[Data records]
......

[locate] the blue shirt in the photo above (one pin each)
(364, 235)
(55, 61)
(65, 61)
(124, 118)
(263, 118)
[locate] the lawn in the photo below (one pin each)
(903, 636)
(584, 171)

......

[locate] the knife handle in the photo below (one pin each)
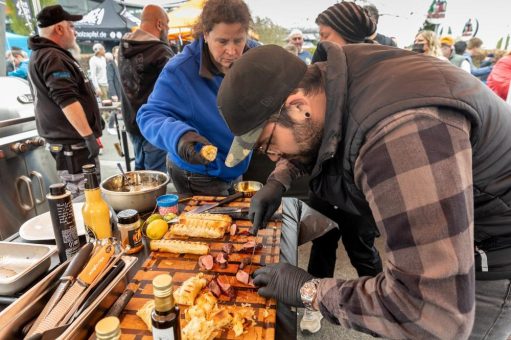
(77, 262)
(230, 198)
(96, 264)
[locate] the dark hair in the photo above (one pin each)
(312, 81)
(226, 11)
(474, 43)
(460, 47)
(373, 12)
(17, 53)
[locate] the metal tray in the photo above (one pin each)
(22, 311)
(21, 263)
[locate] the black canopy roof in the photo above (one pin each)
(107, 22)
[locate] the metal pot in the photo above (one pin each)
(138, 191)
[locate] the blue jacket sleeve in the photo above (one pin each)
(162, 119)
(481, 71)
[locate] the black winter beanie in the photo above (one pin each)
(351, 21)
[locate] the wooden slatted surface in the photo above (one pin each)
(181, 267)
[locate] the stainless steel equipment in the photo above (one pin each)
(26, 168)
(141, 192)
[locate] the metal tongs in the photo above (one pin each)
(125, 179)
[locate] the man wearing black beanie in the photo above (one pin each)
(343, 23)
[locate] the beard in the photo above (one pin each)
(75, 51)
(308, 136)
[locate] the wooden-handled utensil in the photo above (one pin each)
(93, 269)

......

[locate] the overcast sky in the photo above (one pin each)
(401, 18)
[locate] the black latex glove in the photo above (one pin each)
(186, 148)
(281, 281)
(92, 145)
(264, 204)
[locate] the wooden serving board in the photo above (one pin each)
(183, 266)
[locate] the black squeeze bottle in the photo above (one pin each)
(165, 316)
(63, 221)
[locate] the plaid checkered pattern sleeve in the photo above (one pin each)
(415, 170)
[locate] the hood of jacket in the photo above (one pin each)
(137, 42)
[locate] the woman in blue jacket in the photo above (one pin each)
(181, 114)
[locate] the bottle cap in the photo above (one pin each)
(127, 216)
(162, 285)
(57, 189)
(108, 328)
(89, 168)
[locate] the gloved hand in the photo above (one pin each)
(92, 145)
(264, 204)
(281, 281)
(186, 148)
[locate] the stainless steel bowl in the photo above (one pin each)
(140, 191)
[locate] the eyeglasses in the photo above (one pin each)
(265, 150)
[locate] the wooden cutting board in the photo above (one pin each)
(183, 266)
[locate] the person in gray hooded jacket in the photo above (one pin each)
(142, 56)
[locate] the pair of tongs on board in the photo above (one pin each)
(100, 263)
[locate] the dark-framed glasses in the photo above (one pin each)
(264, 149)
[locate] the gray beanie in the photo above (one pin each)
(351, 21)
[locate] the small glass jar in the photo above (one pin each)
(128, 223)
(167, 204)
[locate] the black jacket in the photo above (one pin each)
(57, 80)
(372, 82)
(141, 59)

......

Your task: Pull out every line of the data above that contains the string "tongs". Case counts.

Task response:
[locate] the metal tongs in the photo above (one pin each)
[locate] the pair of tongs on board in the photo above (one pin each)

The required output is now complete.